- [EXERCISE BRIEF]: Nothing is needed except the lines below that run from the one with "Detect the eclipse" through the one with "Detect the orange", repeated exactly.

[Saved entries]
□ □ □ □ □
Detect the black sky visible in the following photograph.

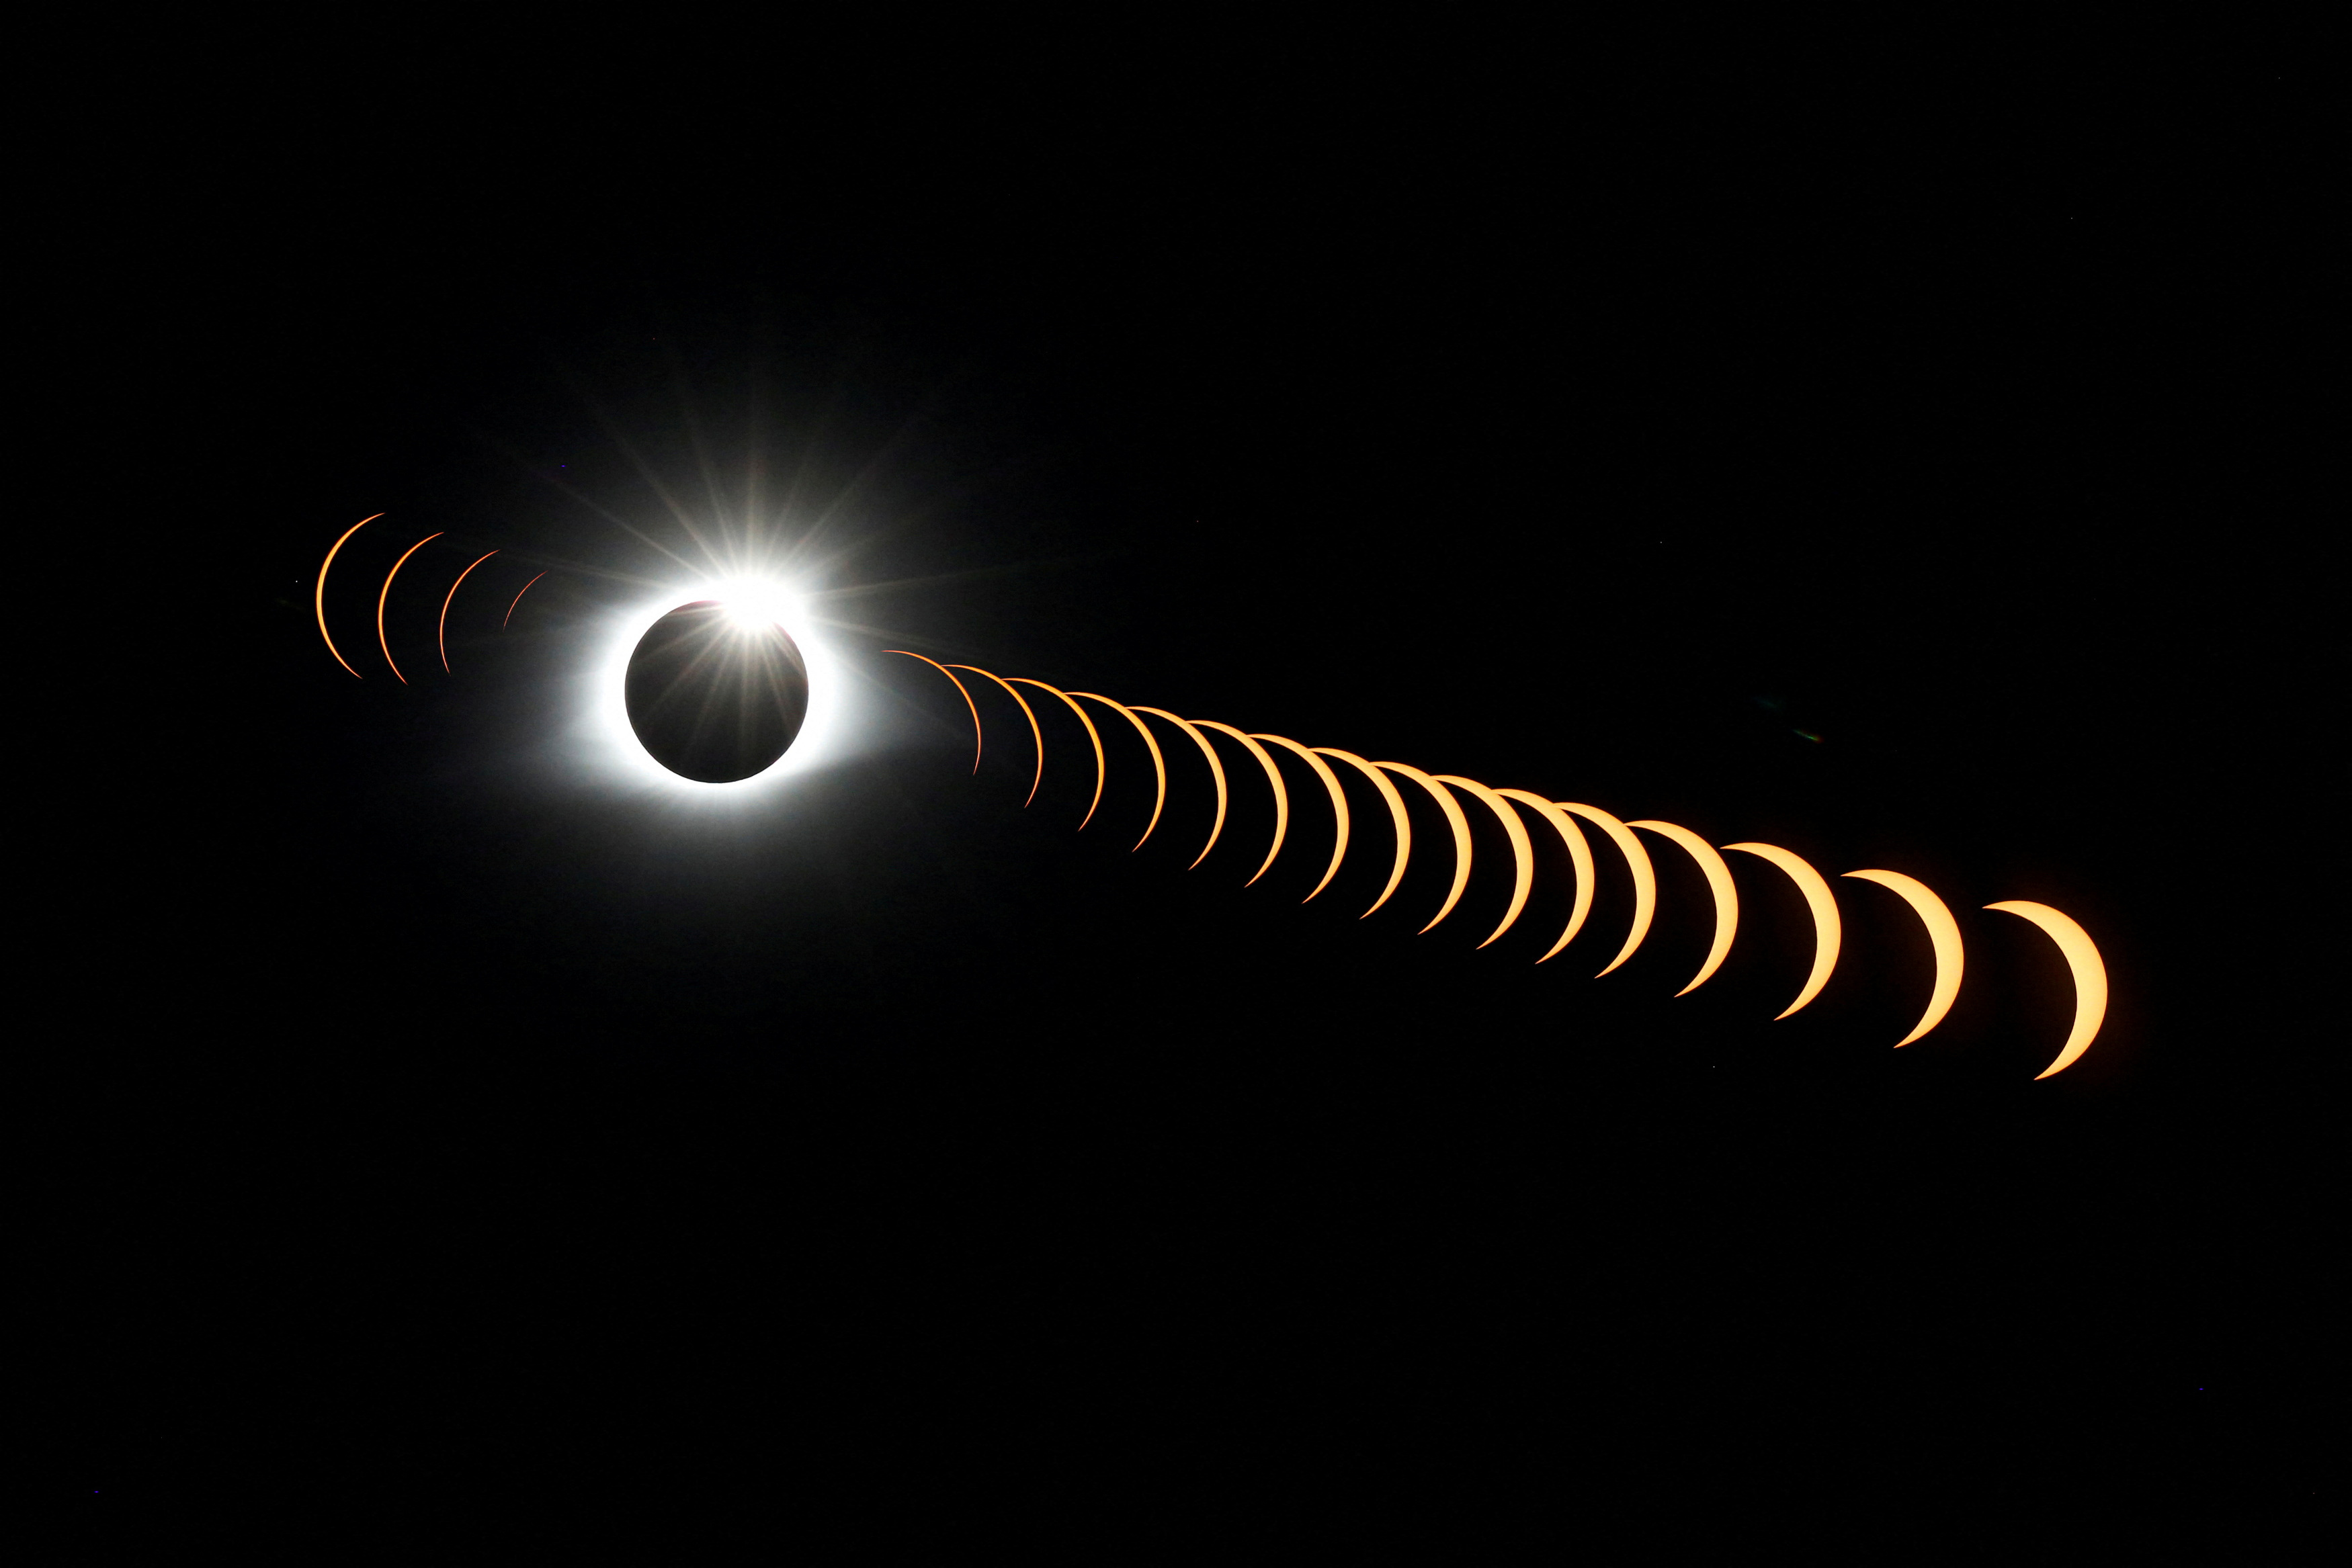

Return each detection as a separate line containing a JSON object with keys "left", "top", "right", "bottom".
{"left": 50, "top": 42, "right": 2333, "bottom": 1555}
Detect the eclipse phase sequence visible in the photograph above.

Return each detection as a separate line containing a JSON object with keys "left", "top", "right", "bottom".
{"left": 310, "top": 513, "right": 2109, "bottom": 1079}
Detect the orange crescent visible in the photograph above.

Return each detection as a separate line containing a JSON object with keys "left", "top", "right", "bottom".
{"left": 1009, "top": 678, "right": 1106, "bottom": 830}
{"left": 950, "top": 664, "right": 1046, "bottom": 806}
{"left": 1253, "top": 734, "right": 1350, "bottom": 902}
{"left": 1134, "top": 707, "right": 1230, "bottom": 869}
{"left": 1984, "top": 900, "right": 2108, "bottom": 1079}
{"left": 1558, "top": 803, "right": 1656, "bottom": 977}
{"left": 1721, "top": 843, "right": 1843, "bottom": 1018}
{"left": 1070, "top": 693, "right": 1167, "bottom": 851}
{"left": 315, "top": 513, "right": 383, "bottom": 679}
{"left": 1627, "top": 821, "right": 1740, "bottom": 995}
{"left": 1496, "top": 790, "right": 1595, "bottom": 964}
{"left": 376, "top": 533, "right": 444, "bottom": 685}
{"left": 1313, "top": 748, "right": 1412, "bottom": 918}
{"left": 1435, "top": 776, "right": 1535, "bottom": 949}
{"left": 503, "top": 570, "right": 548, "bottom": 628}
{"left": 437, "top": 550, "right": 499, "bottom": 673}
{"left": 1192, "top": 721, "right": 1290, "bottom": 885}
{"left": 1374, "top": 761, "right": 1473, "bottom": 934}
{"left": 1843, "top": 869, "right": 1964, "bottom": 1047}
{"left": 887, "top": 651, "right": 985, "bottom": 772}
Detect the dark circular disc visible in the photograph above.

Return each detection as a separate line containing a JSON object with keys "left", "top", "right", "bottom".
{"left": 624, "top": 601, "right": 811, "bottom": 782}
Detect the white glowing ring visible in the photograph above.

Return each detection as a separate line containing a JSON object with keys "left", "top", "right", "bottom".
{"left": 583, "top": 574, "right": 849, "bottom": 797}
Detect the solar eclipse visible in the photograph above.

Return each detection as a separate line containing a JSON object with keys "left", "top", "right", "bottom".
{"left": 623, "top": 601, "right": 811, "bottom": 783}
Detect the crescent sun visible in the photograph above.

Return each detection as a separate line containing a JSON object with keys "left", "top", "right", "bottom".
{"left": 1435, "top": 776, "right": 1535, "bottom": 949}
{"left": 1253, "top": 734, "right": 1350, "bottom": 902}
{"left": 1558, "top": 802, "right": 1656, "bottom": 977}
{"left": 314, "top": 512, "right": 384, "bottom": 679}
{"left": 1314, "top": 748, "right": 1413, "bottom": 918}
{"left": 503, "top": 570, "right": 548, "bottom": 628}
{"left": 1628, "top": 820, "right": 1740, "bottom": 996}
{"left": 376, "top": 532, "right": 444, "bottom": 685}
{"left": 1722, "top": 842, "right": 1843, "bottom": 1018}
{"left": 437, "top": 550, "right": 499, "bottom": 673}
{"left": 1192, "top": 721, "right": 1290, "bottom": 885}
{"left": 1134, "top": 707, "right": 1230, "bottom": 869}
{"left": 888, "top": 652, "right": 984, "bottom": 773}
{"left": 1984, "top": 900, "right": 2108, "bottom": 1079}
{"left": 1009, "top": 678, "right": 1107, "bottom": 830}
{"left": 1070, "top": 693, "right": 1168, "bottom": 851}
{"left": 1375, "top": 761, "right": 1474, "bottom": 934}
{"left": 1495, "top": 790, "right": 1595, "bottom": 965}
{"left": 1843, "top": 869, "right": 1964, "bottom": 1046}
{"left": 951, "top": 664, "right": 1046, "bottom": 805}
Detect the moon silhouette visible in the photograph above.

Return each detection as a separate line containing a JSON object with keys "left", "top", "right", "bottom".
{"left": 1009, "top": 678, "right": 1107, "bottom": 830}
{"left": 376, "top": 532, "right": 444, "bottom": 685}
{"left": 1435, "top": 776, "right": 1534, "bottom": 949}
{"left": 1253, "top": 734, "right": 1350, "bottom": 902}
{"left": 1984, "top": 900, "right": 2108, "bottom": 1078}
{"left": 314, "top": 513, "right": 383, "bottom": 678}
{"left": 1842, "top": 870, "right": 1964, "bottom": 1046}
{"left": 1558, "top": 803, "right": 1656, "bottom": 977}
{"left": 1375, "top": 762, "right": 1474, "bottom": 934}
{"left": 951, "top": 665, "right": 1045, "bottom": 806}
{"left": 1134, "top": 707, "right": 1230, "bottom": 869}
{"left": 437, "top": 551, "right": 498, "bottom": 673}
{"left": 1070, "top": 693, "right": 1168, "bottom": 851}
{"left": 626, "top": 601, "right": 811, "bottom": 783}
{"left": 1627, "top": 820, "right": 1739, "bottom": 996}
{"left": 888, "top": 652, "right": 984, "bottom": 772}
{"left": 1314, "top": 748, "right": 1413, "bottom": 918}
{"left": 1721, "top": 842, "right": 1842, "bottom": 1018}
{"left": 1496, "top": 790, "right": 1595, "bottom": 965}
{"left": 1193, "top": 722, "right": 1290, "bottom": 885}
{"left": 503, "top": 571, "right": 548, "bottom": 628}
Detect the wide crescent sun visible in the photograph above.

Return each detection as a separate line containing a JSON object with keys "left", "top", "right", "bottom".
{"left": 1984, "top": 900, "right": 2108, "bottom": 1078}
{"left": 1843, "top": 869, "right": 1964, "bottom": 1046}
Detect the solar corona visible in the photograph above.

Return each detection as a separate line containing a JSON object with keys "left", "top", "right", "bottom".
{"left": 310, "top": 512, "right": 2110, "bottom": 1080}
{"left": 624, "top": 601, "right": 811, "bottom": 784}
□ □ □ □ □
- [EXPECTED ANSWER]:
Detect the eclipse phase sequence visible in the photograph above.

Return each detection as a separate line containing a JSON object with keys "left", "top", "right", "bottom".
{"left": 310, "top": 513, "right": 2109, "bottom": 1079}
Detect the orange crescent visible in the photograph above.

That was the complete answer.